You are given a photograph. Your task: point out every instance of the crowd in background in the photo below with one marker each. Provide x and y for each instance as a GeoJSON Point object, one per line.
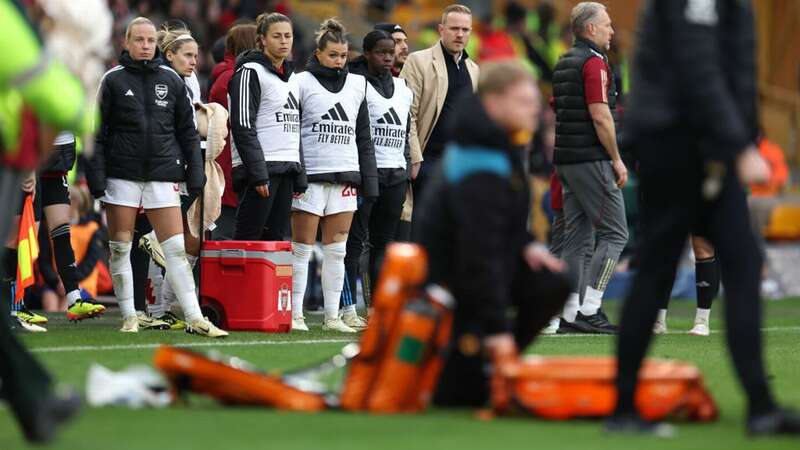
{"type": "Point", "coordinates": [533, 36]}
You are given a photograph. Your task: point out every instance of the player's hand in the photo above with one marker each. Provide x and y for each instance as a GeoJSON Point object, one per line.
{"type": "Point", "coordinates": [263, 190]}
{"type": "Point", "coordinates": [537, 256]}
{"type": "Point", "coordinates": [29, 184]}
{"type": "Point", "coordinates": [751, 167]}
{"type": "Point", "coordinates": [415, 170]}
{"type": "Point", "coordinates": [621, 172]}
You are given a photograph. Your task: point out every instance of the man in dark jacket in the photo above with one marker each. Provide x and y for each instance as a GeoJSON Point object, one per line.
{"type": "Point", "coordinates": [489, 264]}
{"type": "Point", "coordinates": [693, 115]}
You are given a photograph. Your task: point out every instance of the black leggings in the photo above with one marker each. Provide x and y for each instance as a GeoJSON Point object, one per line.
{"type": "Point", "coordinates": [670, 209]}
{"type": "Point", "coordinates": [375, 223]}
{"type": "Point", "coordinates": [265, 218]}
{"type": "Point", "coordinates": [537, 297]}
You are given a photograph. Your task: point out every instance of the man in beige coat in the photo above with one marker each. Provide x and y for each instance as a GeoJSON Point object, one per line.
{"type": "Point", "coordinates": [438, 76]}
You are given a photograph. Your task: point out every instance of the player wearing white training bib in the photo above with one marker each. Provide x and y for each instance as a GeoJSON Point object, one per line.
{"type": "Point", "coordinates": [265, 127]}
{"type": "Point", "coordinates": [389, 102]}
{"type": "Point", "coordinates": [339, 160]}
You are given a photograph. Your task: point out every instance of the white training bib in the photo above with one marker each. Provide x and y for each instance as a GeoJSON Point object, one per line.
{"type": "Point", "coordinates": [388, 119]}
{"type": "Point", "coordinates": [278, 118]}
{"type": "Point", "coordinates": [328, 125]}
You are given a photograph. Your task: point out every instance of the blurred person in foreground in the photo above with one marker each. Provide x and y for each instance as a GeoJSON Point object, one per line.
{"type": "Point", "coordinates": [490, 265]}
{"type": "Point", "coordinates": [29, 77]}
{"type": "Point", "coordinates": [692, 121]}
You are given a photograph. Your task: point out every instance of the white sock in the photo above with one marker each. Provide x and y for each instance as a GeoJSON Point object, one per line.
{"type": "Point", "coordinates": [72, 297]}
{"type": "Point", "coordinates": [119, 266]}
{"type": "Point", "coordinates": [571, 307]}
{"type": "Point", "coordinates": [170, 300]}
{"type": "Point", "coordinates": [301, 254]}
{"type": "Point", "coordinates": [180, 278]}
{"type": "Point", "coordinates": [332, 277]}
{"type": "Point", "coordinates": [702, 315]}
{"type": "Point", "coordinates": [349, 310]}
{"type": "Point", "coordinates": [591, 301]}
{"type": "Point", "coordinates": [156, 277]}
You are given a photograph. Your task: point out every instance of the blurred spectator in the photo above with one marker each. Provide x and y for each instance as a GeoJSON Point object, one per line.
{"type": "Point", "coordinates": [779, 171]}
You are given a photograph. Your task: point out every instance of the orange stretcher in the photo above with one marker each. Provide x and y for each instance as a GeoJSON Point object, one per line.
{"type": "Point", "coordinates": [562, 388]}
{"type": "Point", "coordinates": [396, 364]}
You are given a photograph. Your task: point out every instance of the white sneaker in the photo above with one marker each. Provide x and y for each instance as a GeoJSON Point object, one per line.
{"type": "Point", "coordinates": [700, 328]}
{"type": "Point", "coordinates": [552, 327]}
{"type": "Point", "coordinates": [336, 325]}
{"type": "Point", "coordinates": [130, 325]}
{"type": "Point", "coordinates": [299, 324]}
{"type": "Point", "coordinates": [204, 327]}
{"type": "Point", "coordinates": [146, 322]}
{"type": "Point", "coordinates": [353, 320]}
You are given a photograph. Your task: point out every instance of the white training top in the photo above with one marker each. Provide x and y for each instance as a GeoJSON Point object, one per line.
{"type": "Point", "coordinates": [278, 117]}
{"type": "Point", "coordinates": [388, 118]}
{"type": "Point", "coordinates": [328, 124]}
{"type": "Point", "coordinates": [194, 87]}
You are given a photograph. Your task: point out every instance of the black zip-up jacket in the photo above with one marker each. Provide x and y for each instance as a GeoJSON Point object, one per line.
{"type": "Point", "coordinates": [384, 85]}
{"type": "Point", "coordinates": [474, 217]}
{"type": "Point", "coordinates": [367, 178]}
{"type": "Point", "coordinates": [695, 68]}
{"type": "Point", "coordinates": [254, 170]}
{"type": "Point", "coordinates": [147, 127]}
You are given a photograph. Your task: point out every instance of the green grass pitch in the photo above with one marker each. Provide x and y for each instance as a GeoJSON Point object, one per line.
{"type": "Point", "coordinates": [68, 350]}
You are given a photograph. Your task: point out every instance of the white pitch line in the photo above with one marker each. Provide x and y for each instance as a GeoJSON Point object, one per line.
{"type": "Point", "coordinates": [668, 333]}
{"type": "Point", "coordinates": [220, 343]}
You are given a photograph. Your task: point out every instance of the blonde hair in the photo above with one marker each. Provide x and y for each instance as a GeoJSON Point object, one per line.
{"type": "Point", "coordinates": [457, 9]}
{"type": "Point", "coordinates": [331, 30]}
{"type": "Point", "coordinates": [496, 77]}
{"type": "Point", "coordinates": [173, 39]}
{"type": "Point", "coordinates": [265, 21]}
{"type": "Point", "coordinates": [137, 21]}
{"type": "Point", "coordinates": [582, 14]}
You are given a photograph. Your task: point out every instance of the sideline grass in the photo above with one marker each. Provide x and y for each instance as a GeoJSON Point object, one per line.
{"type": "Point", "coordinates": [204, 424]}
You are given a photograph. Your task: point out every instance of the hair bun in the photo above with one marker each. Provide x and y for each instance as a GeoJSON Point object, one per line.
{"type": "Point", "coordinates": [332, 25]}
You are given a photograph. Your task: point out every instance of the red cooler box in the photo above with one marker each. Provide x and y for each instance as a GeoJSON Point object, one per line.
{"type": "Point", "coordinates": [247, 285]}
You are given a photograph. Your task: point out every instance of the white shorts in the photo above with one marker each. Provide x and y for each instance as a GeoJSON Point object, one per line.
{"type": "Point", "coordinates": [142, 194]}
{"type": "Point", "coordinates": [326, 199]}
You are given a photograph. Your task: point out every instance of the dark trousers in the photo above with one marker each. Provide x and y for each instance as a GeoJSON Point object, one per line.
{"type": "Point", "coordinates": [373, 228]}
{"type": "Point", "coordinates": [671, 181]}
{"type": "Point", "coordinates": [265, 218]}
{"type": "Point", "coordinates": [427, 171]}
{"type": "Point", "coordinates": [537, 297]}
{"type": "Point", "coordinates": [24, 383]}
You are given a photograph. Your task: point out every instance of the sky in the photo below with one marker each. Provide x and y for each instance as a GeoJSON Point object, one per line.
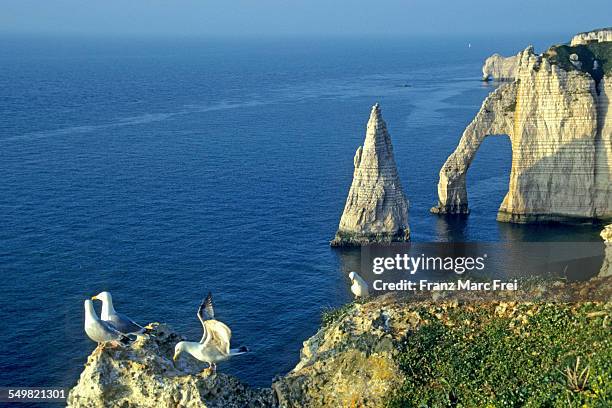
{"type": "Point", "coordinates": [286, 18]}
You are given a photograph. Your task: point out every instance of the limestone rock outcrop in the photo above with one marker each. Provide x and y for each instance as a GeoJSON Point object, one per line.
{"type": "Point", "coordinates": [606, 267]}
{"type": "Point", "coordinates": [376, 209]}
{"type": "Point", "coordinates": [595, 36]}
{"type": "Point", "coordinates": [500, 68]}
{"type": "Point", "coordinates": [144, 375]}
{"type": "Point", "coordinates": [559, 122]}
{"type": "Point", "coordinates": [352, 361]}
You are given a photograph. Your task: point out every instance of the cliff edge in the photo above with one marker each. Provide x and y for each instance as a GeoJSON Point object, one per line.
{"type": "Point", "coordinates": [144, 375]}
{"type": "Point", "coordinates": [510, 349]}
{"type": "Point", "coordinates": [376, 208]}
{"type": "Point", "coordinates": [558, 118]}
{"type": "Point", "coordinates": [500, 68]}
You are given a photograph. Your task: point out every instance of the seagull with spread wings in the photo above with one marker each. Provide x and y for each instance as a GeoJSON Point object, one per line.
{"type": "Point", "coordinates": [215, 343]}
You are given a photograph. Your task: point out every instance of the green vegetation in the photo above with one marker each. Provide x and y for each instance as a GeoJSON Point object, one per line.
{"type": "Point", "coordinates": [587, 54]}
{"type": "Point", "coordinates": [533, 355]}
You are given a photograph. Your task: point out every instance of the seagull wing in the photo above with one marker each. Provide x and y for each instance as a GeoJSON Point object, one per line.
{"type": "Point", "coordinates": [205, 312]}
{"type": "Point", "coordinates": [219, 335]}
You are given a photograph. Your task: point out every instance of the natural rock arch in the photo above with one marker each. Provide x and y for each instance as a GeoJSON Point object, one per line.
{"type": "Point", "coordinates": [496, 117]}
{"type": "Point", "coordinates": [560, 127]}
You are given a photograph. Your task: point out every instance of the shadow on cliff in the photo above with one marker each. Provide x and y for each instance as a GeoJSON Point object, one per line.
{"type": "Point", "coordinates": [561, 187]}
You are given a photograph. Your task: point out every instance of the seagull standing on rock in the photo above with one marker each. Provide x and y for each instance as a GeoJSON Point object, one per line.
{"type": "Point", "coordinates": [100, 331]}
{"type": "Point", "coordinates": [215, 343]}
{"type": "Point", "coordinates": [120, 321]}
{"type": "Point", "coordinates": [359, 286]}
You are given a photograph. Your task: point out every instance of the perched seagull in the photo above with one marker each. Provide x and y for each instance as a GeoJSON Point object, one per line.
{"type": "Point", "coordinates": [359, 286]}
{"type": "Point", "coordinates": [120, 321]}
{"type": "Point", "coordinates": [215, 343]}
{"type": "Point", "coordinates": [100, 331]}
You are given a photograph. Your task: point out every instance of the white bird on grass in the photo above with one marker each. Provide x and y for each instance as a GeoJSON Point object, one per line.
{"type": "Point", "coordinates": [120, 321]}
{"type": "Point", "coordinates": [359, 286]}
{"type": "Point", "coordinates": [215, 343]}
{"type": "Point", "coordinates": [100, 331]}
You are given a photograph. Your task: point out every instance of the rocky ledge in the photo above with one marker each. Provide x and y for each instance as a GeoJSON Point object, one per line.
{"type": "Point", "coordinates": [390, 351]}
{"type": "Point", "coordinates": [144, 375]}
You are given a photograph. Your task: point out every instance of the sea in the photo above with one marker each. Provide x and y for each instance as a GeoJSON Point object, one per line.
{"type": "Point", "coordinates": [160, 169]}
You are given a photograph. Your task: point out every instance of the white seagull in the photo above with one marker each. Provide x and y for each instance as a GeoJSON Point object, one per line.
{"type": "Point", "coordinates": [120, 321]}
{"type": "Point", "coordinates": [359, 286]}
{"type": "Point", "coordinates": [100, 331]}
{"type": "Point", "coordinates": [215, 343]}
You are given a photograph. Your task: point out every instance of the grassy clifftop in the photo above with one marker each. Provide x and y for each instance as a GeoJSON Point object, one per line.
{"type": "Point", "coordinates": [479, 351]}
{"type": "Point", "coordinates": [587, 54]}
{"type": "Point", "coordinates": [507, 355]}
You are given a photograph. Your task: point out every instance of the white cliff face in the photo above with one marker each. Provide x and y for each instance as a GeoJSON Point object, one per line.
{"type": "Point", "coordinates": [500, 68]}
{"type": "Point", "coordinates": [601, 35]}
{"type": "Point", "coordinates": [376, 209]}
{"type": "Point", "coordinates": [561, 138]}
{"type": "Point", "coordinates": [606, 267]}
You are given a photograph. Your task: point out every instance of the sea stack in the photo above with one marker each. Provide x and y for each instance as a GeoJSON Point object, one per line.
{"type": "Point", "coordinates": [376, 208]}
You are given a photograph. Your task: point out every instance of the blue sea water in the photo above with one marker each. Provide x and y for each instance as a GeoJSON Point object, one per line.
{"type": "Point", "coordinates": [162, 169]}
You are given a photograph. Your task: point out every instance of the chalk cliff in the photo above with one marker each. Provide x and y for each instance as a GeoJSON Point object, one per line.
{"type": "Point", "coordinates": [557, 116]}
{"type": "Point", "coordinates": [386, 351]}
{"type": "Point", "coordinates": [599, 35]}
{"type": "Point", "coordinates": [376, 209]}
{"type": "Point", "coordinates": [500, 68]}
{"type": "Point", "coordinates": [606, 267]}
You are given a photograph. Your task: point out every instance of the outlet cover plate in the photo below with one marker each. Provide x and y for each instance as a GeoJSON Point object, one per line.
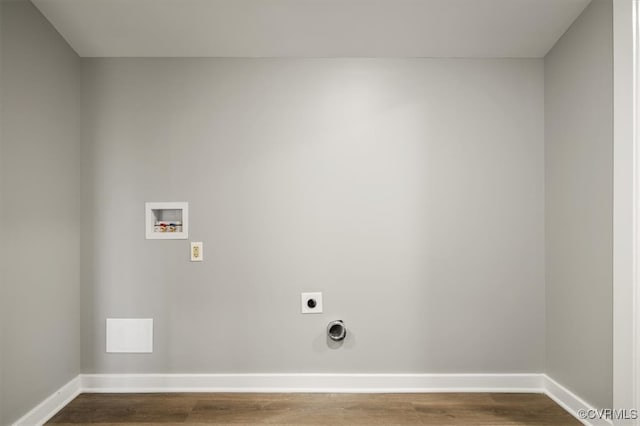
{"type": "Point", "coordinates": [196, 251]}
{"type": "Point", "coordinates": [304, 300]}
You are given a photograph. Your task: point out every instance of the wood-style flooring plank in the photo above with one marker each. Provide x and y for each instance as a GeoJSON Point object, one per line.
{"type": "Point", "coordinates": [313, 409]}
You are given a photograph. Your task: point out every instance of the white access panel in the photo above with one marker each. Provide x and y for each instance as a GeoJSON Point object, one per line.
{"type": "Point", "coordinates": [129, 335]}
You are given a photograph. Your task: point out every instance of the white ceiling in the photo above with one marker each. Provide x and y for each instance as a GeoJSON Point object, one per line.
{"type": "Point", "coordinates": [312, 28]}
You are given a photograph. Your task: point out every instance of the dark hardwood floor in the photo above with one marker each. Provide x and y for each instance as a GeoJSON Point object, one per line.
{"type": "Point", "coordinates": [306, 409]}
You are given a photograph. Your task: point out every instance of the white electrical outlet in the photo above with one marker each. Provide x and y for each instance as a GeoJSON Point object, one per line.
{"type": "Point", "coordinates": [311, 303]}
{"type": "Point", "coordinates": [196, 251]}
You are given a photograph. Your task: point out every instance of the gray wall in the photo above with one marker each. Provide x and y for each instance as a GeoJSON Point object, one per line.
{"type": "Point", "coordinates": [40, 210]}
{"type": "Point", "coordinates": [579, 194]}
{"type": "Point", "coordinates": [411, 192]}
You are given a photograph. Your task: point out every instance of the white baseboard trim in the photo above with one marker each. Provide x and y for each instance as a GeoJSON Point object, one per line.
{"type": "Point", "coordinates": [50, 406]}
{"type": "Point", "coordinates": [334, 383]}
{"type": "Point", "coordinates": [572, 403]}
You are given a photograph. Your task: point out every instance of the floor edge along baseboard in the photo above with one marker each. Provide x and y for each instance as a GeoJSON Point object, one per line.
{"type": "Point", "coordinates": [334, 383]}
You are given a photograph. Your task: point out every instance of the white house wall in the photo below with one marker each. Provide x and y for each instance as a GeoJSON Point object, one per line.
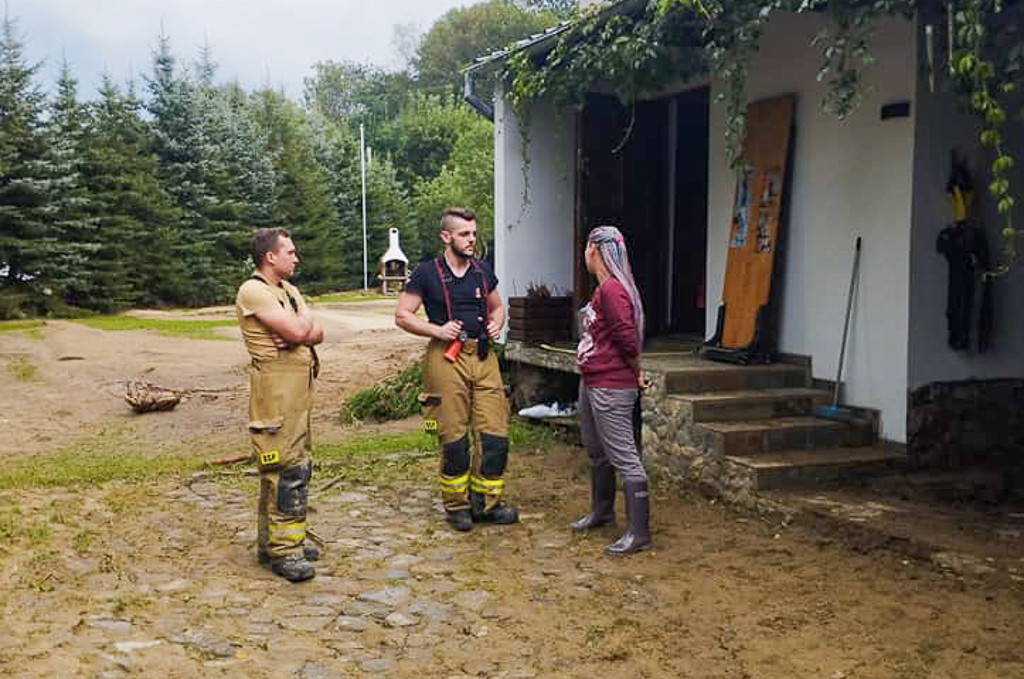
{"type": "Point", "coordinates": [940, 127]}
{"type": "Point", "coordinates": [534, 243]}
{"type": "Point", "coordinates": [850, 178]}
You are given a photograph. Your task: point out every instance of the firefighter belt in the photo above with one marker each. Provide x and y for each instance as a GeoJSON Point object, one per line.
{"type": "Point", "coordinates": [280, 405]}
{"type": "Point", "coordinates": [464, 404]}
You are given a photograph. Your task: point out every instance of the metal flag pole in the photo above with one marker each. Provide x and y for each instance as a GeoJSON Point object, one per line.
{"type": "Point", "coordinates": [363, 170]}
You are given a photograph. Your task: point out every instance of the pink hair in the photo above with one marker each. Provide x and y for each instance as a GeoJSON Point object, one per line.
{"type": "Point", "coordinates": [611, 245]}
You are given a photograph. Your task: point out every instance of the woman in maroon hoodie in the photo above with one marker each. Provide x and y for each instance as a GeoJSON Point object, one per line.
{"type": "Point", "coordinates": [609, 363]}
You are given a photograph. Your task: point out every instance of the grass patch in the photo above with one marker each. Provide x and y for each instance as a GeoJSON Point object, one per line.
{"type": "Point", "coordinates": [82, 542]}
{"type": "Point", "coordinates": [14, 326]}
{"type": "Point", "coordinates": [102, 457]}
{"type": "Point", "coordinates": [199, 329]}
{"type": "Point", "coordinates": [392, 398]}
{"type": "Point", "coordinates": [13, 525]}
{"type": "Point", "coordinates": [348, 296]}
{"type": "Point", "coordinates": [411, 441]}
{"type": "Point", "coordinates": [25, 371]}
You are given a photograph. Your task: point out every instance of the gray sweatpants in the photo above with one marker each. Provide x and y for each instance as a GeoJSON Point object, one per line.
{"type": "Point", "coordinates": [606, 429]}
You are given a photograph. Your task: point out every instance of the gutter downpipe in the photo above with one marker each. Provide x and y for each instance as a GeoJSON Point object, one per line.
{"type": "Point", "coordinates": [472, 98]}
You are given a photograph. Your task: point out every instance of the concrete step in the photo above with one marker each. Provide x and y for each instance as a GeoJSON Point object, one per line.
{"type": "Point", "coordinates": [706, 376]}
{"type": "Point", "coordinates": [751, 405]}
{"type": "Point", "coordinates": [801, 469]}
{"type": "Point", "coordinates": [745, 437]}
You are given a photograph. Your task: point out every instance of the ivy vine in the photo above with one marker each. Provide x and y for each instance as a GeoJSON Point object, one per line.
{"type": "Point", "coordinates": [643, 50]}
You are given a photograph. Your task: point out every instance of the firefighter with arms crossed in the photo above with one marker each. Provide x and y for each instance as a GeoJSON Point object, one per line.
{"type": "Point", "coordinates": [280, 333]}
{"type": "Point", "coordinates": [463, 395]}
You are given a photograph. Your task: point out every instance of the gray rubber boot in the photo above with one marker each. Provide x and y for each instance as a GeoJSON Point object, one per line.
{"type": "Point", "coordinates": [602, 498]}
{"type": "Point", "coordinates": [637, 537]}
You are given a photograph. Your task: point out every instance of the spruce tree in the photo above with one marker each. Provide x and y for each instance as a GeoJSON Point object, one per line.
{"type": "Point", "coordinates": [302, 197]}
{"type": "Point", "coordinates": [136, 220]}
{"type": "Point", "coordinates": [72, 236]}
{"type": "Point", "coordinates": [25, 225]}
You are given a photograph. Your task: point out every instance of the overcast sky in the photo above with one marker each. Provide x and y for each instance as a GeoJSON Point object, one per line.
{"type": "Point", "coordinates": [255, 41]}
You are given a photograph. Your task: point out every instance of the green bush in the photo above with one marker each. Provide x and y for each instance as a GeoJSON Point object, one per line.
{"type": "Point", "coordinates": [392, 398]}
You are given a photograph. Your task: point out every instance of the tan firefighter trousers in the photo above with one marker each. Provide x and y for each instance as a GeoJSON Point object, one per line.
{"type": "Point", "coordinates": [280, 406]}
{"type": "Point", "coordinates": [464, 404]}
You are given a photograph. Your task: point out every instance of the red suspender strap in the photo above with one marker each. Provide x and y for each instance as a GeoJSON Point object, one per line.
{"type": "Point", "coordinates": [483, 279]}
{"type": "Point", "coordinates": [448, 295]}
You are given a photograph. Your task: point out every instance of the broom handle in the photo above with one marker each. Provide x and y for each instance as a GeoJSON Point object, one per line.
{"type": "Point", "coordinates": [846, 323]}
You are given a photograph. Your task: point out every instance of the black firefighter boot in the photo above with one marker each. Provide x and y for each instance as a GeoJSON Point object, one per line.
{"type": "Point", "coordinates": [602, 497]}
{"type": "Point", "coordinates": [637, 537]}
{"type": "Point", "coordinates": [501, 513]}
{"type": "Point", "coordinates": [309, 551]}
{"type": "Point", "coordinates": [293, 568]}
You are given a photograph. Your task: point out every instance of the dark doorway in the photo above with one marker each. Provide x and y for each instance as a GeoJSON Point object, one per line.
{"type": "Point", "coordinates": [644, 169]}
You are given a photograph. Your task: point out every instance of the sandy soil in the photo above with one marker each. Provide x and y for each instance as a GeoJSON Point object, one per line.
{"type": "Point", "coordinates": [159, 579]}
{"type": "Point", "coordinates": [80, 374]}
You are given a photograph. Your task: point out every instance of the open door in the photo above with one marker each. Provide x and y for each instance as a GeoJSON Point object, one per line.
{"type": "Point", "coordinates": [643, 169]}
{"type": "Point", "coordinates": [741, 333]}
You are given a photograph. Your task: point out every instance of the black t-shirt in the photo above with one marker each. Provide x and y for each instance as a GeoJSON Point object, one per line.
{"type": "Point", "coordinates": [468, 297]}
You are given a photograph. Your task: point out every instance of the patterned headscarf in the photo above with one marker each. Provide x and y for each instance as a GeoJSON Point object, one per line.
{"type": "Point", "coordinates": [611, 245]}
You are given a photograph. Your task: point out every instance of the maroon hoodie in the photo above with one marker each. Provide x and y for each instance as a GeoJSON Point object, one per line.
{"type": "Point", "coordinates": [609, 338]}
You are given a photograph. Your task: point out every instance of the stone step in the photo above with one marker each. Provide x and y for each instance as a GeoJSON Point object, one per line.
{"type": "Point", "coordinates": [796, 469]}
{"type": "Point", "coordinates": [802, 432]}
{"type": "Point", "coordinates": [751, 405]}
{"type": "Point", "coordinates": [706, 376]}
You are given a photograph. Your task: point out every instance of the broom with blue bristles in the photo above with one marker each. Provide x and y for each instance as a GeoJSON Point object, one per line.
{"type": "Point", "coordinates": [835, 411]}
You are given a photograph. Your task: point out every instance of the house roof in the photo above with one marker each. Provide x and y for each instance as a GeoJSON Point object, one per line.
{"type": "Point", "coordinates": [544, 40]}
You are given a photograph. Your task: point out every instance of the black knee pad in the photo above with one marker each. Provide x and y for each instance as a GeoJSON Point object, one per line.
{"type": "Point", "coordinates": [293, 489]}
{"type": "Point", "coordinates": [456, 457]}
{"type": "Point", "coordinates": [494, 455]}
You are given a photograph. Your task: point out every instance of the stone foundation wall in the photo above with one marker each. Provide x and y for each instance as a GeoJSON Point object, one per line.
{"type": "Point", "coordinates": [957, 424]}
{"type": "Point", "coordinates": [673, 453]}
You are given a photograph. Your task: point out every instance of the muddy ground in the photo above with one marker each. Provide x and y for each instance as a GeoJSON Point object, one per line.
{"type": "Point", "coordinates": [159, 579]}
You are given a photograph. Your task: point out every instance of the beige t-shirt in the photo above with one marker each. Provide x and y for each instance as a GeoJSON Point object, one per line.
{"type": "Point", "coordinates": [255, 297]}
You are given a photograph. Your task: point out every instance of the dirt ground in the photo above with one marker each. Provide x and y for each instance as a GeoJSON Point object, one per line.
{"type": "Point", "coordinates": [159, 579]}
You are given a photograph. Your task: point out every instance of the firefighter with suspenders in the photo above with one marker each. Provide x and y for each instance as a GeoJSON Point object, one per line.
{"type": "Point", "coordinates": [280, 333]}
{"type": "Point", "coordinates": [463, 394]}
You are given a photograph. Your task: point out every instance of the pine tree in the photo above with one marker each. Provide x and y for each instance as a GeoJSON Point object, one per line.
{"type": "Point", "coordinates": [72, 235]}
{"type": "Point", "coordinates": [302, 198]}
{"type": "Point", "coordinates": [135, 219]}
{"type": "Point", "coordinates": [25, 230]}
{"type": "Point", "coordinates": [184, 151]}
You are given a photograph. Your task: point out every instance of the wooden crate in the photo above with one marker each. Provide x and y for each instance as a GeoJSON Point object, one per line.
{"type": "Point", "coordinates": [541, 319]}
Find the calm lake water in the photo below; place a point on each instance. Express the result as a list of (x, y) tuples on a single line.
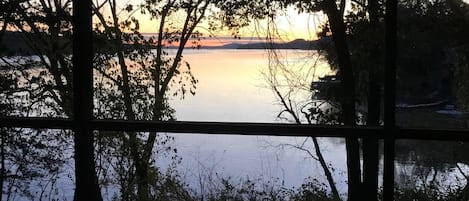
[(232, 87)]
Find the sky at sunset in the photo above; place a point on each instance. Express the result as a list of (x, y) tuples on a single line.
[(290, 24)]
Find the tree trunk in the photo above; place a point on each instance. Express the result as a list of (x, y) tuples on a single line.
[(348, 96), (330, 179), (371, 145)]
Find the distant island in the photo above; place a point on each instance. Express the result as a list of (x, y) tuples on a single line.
_ _ _ _ _
What this task involves ▸ What you return should be only the lines from the line with "of the wooden" through the last line of the listing above, exactly, both ends included, pictures excluded.

Output below ▸
You are given a photograph. Your task: point out every instance of the wooden crate in the photo above with one marker each. Provide x and y for each instance as a GeoJSON Point object, one per line.
{"type": "Point", "coordinates": [541, 319]}
Find the calm lake water in the photo below; place a point on each instance. Express the result as a list of (x, y) tuples on a single line.
[(232, 87)]
Find the sky at sunset in the photo above; place a point on each instance. Express the result as a list of (x, y) tuples on a single line.
[(290, 24)]
Find the tree trunk in the photo above; place a point on each instance. Express the result as a list of (x, y) tuples on a single line.
[(348, 96), (330, 179), (371, 145)]
Find the distant island in the photo above; place a point on each instance. Express the result as a list of (x, y) tuples on a single line.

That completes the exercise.